[Data entries]
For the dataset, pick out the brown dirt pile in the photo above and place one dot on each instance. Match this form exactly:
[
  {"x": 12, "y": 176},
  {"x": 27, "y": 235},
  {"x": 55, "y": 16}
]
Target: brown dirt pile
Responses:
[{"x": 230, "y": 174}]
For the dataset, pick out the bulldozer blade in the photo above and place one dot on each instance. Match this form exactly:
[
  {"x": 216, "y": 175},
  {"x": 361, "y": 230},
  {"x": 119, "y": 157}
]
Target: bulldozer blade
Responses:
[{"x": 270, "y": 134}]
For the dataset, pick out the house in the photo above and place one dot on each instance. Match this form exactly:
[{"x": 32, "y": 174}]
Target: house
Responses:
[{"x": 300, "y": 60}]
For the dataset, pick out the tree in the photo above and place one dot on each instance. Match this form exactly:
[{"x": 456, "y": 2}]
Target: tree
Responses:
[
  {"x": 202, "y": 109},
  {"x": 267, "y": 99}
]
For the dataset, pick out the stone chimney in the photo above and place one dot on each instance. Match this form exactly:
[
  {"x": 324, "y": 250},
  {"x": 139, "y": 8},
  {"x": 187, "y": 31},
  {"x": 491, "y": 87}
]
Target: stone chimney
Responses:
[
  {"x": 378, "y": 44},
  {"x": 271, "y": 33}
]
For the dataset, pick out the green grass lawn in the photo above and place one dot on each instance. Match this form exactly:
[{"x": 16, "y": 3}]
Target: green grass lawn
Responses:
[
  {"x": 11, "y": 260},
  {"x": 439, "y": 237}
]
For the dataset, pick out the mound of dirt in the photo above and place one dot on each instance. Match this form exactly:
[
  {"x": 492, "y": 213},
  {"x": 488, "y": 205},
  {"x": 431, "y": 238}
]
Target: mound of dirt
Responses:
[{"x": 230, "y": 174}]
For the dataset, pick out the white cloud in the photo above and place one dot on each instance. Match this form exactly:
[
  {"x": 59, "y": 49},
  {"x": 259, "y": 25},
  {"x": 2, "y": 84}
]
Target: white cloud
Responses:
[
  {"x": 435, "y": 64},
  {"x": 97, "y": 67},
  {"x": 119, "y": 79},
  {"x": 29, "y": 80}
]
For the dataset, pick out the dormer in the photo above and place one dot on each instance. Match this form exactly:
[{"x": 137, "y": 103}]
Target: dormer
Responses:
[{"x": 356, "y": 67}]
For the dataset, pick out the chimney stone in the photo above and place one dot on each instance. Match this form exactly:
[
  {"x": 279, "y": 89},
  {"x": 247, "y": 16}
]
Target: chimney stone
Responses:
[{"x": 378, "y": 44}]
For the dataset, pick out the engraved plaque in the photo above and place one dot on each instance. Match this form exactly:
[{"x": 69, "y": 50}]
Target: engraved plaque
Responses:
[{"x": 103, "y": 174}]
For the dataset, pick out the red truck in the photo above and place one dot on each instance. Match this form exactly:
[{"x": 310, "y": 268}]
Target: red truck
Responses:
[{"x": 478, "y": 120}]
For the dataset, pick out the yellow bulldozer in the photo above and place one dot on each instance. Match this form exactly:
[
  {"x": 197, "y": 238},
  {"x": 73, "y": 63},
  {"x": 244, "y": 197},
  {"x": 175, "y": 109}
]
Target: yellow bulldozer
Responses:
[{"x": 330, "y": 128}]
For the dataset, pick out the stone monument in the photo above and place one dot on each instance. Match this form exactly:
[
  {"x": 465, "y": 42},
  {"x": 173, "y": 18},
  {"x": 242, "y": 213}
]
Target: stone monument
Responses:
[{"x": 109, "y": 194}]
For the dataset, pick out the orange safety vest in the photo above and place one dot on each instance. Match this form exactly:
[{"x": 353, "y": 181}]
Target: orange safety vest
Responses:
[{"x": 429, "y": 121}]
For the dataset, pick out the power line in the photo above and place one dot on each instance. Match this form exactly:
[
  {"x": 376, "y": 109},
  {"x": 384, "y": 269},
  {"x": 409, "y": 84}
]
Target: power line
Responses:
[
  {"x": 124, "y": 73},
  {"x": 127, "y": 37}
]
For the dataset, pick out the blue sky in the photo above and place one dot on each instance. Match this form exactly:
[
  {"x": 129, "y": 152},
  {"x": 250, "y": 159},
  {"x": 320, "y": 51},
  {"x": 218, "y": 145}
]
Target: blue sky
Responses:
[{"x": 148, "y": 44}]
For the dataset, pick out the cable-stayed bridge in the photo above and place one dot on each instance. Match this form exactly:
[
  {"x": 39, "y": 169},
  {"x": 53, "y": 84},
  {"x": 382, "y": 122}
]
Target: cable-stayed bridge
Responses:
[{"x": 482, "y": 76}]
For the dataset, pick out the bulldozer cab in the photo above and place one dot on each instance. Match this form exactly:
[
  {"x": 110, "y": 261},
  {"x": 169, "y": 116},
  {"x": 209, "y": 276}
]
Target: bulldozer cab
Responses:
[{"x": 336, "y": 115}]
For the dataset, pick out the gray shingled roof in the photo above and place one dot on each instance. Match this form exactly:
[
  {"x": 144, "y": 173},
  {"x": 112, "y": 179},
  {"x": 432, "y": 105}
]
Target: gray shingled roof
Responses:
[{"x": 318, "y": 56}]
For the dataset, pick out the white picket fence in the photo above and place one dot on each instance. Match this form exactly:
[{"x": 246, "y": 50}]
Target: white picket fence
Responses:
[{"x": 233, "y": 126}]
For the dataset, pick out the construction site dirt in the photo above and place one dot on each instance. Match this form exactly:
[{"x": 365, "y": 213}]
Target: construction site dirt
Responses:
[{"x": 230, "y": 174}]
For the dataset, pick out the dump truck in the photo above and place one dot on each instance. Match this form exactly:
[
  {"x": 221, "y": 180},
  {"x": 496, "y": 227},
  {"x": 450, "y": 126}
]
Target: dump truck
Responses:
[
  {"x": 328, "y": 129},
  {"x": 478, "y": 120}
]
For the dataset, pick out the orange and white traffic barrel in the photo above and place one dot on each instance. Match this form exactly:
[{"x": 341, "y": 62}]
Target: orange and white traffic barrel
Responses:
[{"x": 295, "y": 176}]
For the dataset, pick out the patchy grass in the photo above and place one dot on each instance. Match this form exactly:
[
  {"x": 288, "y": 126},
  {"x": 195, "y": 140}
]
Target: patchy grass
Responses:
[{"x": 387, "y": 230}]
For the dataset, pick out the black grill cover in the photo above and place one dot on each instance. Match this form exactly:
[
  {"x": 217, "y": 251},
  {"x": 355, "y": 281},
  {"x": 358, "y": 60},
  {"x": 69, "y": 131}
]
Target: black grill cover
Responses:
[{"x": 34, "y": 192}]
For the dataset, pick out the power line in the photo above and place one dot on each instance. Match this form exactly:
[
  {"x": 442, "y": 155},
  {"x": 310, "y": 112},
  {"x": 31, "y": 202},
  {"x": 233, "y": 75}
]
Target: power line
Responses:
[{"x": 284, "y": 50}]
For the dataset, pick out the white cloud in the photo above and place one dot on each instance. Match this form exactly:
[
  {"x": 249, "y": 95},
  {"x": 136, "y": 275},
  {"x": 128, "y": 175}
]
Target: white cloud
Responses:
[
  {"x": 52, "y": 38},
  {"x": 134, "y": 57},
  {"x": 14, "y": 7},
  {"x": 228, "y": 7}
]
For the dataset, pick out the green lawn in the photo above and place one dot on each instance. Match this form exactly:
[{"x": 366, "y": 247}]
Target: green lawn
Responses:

Task to carry out:
Please give every line of the items above as a Markdown table with the columns Row and Line, numbering the rows and leaving out blank lines.

Reply to the exercise:
| Row | Line |
|---|---|
| 1 | For the dataset, pick out the brown dirt pile in the photo above and place one dot on each instance. Match this form exactly: |
| 2 | [ |
| 3 |   {"x": 12, "y": 176}, |
| 4 |   {"x": 27, "y": 235}, |
| 5 |   {"x": 55, "y": 16} |
| 6 | ] |
| 7 | Target: brown dirt pile |
| 8 | Responses: |
| 9 | [{"x": 230, "y": 174}] |
| 10 | For the dataset, pick out the bulldozer blade in the photo above and place one dot on each instance. Match this form exactly: |
| 11 | [ |
| 12 |   {"x": 216, "y": 175}, |
| 13 |   {"x": 361, "y": 230}, |
| 14 |   {"x": 119, "y": 157} |
| 15 | ] |
| 16 | Target: bulldozer blade |
| 17 | Responses: |
| 18 | [{"x": 270, "y": 134}] |
| 19 | For the dataset, pick out the house in the photo above and place one dot on each instance. Match this form exactly: |
| 20 | [{"x": 32, "y": 174}] |
| 21 | Target: house |
| 22 | Responses: |
| 23 | [{"x": 300, "y": 60}] |
| 24 | For the dataset, pick out the tree in the photo above and place one dot on each instance. Match this form exactly: |
| 25 | [{"x": 456, "y": 2}] |
| 26 | Target: tree |
| 27 | Responses: |
| 28 | [ |
| 29 |   {"x": 202, "y": 109}, |
| 30 |   {"x": 267, "y": 99} |
| 31 | ] |
| 32 | For the dataset, pick out the stone chimney in the photo above and place one dot on each instance. Match this form exactly: |
| 33 | [ |
| 34 |   {"x": 324, "y": 250}, |
| 35 |   {"x": 139, "y": 8}, |
| 36 |   {"x": 187, "y": 31}, |
| 37 |   {"x": 491, "y": 87} |
| 38 | ] |
| 39 | Target: stone chimney |
| 40 | Responses: |
| 41 | [ |
| 42 |   {"x": 378, "y": 44}, |
| 43 |   {"x": 271, "y": 33} |
| 44 | ] |
| 45 | For the dataset, pick out the green grass lawn in the photo above and place one dot on each instance. Match this form exactly: |
| 46 | [{"x": 16, "y": 3}] |
| 47 | Target: green grass lawn |
| 48 | Responses: |
| 49 | [ |
| 50 |   {"x": 11, "y": 260}, |
| 51 |   {"x": 439, "y": 237} |
| 52 | ] |
| 53 | For the dataset, pick out the mound of dirt in the photo above and place one dot on each instance. Match this form exactly: |
| 54 | [ |
| 55 |   {"x": 492, "y": 213}, |
| 56 |   {"x": 488, "y": 205}, |
| 57 |   {"x": 431, "y": 238} |
| 58 | ] |
| 59 | Target: mound of dirt |
| 60 | Responses: |
| 61 | [{"x": 230, "y": 174}] |
| 62 | For the dataset, pick out the white cloud in the photo above and place one dot on each instance. Match this form exactly: |
| 63 | [ |
| 64 |   {"x": 59, "y": 49}, |
| 65 |   {"x": 259, "y": 25}, |
| 66 |   {"x": 2, "y": 84} |
| 67 | ] |
| 68 | Target: white cloud |
| 69 | Responses: |
| 70 | [ |
| 71 |   {"x": 435, "y": 64}, |
| 72 |   {"x": 97, "y": 67}, |
| 73 |   {"x": 119, "y": 79}, |
| 74 |   {"x": 29, "y": 80} |
| 75 | ] |
| 76 | For the dataset, pick out the dormer in the photo above and place one dot on each instance. Match this form exactly: |
| 77 | [{"x": 137, "y": 103}] |
| 78 | Target: dormer |
| 79 | Responses: |
| 80 | [{"x": 356, "y": 67}] |
| 81 | For the dataset, pick out the chimney stone in the photo above and place one dot on each instance. Match this form exactly: |
| 82 | [ |
| 83 |   {"x": 279, "y": 89}, |
| 84 |   {"x": 247, "y": 16} |
| 85 | ] |
| 86 | Target: chimney stone |
| 87 | Responses: |
| 88 | [{"x": 378, "y": 44}] |
| 89 | For the dataset, pick out the engraved plaque in the photo above and place one dot on each instance. Match this form exactly: |
| 90 | [{"x": 69, "y": 50}] |
| 91 | Target: engraved plaque |
| 92 | Responses: |
| 93 | [{"x": 103, "y": 174}] |
| 94 | For the dataset, pick out the red truck in the photo above and place one dot on each instance. Match this form exactly: |
| 95 | [{"x": 310, "y": 268}] |
| 96 | Target: red truck |
| 97 | Responses: |
| 98 | [{"x": 478, "y": 120}] |
| 99 | For the dataset, pick out the yellow bulldozer in the photo above and place one dot on each instance. Match this form exactly: |
| 100 | [ |
| 101 |   {"x": 197, "y": 238}, |
| 102 |   {"x": 73, "y": 63}, |
| 103 |   {"x": 244, "y": 197}, |
| 104 |   {"x": 175, "y": 109} |
| 105 | ] |
| 106 | Target: yellow bulldozer |
| 107 | Responses: |
| 108 | [{"x": 330, "y": 128}] |
| 109 | For the dataset, pick out the stone monument in the photo above and place one dot on each instance. Match this form exactly: |
| 110 | [ |
| 111 |   {"x": 465, "y": 42}, |
| 112 |   {"x": 173, "y": 18}, |
| 113 |   {"x": 242, "y": 213} |
| 114 | ] |
| 115 | Target: stone monument |
| 116 | Responses: |
| 117 | [{"x": 109, "y": 194}] |
| 118 | For the dataset, pick out the orange safety vest in the photo above and place one dot on each instance. Match this form exactly: |
| 119 | [{"x": 353, "y": 181}] |
| 120 | Target: orange safety vest |
| 121 | Responses: |
| 122 | [{"x": 429, "y": 121}] |
| 123 | For the dataset, pick out the power line in the photo above and place one dot on each instance. Match this form exactly: |
| 124 | [ |
| 125 |   {"x": 376, "y": 109}, |
| 126 |   {"x": 384, "y": 269}, |
| 127 |   {"x": 409, "y": 84} |
| 128 | ] |
| 129 | Target: power line |
| 130 | Responses: |
| 131 | [ |
| 132 |   {"x": 124, "y": 73}, |
| 133 |   {"x": 127, "y": 37} |
| 134 | ] |
| 135 | For the dataset, pick out the blue sky in the photo above and place one dot on each instance. Match this form exactly: |
| 136 | [ |
| 137 |   {"x": 129, "y": 152}, |
| 138 |   {"x": 250, "y": 159}, |
| 139 |   {"x": 320, "y": 51}, |
| 140 |   {"x": 218, "y": 145} |
| 141 | ] |
| 142 | Target: blue sky |
| 143 | Responses: |
| 144 | [{"x": 148, "y": 44}] |
| 145 | For the dataset, pick out the cable-stayed bridge in the photo above and place one dot on each instance. Match this form exactly: |
| 146 | [ |
| 147 |   {"x": 39, "y": 169}, |
| 148 |   {"x": 53, "y": 84}, |
| 149 |   {"x": 382, "y": 122} |
| 150 | ] |
| 151 | Target: cable-stayed bridge |
| 152 | Responses: |
| 153 | [{"x": 482, "y": 76}] |
| 154 | For the dataset, pick out the bulldozer cab in the photo above and place one dot on each instance. Match this form exactly: |
| 155 | [ |
| 156 |   {"x": 110, "y": 261}, |
| 157 |   {"x": 169, "y": 116}, |
| 158 |   {"x": 209, "y": 276} |
| 159 | ] |
| 160 | Target: bulldozer cab |
| 161 | Responses: |
| 162 | [{"x": 336, "y": 115}] |
| 163 | For the dataset, pick out the gray shingled roof in the photo above and place one dot on each instance. Match this form exactly: |
| 164 | [ |
| 165 |   {"x": 144, "y": 173}, |
| 166 |   {"x": 112, "y": 179}, |
| 167 |   {"x": 432, "y": 105} |
| 168 | ] |
| 169 | Target: gray shingled roof |
| 170 | Responses: |
| 171 | [{"x": 318, "y": 56}] |
| 172 | For the dataset, pick out the white picket fence in the photo above and place one dot on each instance. Match this form exactly: |
| 173 | [{"x": 246, "y": 50}] |
| 174 | Target: white picket fence |
| 175 | Responses: |
| 176 | [{"x": 233, "y": 126}] |
| 177 | For the dataset, pick out the construction site dirt in the photo above and place one dot on each instance. Match this form exactly: |
| 178 | [{"x": 365, "y": 213}] |
| 179 | Target: construction site dirt |
| 180 | Responses: |
| 181 | [{"x": 230, "y": 174}] |
| 182 | For the dataset, pick out the dump truck in the photo above and place one dot on each instance. Match this form exactly: |
| 183 | [ |
| 184 |   {"x": 221, "y": 180}, |
| 185 |   {"x": 496, "y": 227}, |
| 186 |   {"x": 450, "y": 126} |
| 187 | ] |
| 188 | Target: dump truck |
| 189 | Responses: |
| 190 | [ |
| 191 |   {"x": 328, "y": 129}, |
| 192 |   {"x": 478, "y": 120} |
| 193 | ] |
| 194 | For the dataset, pick out the orange and white traffic barrel in the photo above and place one dot on each instance. Match this form exactly: |
| 195 | [{"x": 341, "y": 62}] |
| 196 | Target: orange and white traffic barrel |
| 197 | Responses: |
| 198 | [{"x": 295, "y": 176}] |
| 199 | For the dataset, pick out the patchy grass in the photo above and place one dot on each instance. Match this form exactly: |
| 200 | [ |
| 201 |   {"x": 288, "y": 126}, |
| 202 |   {"x": 195, "y": 140} |
| 203 | ] |
| 204 | Target: patchy grass |
| 205 | Responses: |
| 206 | [{"x": 387, "y": 230}] |
| 207 | For the dataset, pick out the black grill cover in the photo above and place one dot on each instance. Match this form exactly: |
| 208 | [ |
| 209 |   {"x": 217, "y": 251}, |
| 210 |   {"x": 355, "y": 281}, |
| 211 |   {"x": 358, "y": 60}, |
| 212 |   {"x": 69, "y": 131} |
| 213 | ] |
| 214 | Target: black grill cover |
| 215 | Responses: |
| 216 | [{"x": 34, "y": 192}] |
| 217 | For the dataset, pick out the power line in the photo above and place one dot on each instance. Match this form exactly: |
| 218 | [ |
| 219 |   {"x": 442, "y": 155}, |
| 220 |   {"x": 310, "y": 112}, |
| 221 |   {"x": 31, "y": 202}, |
| 222 |   {"x": 233, "y": 75} |
| 223 | ] |
| 224 | Target: power line |
| 225 | Responses: |
| 226 | [{"x": 284, "y": 50}] |
| 227 | For the dataset, pick out the white cloud in the photo above and place one dot on each instance. Match this form exactly: |
| 228 | [ |
| 229 |   {"x": 249, "y": 95}, |
| 230 |   {"x": 136, "y": 275}, |
| 231 |   {"x": 128, "y": 175} |
| 232 | ] |
| 233 | Target: white cloud |
| 234 | Responses: |
| 235 | [ |
| 236 |   {"x": 52, "y": 38}, |
| 237 |   {"x": 134, "y": 57}, |
| 238 |   {"x": 14, "y": 7}, |
| 239 |   {"x": 228, "y": 7} |
| 240 | ] |
| 241 | For the dataset, pick out the green lawn in the photo above and place one dot on each instance. Match this form exactly: |
| 242 | [{"x": 366, "y": 247}] |
| 243 | Target: green lawn |
| 244 | Responses: |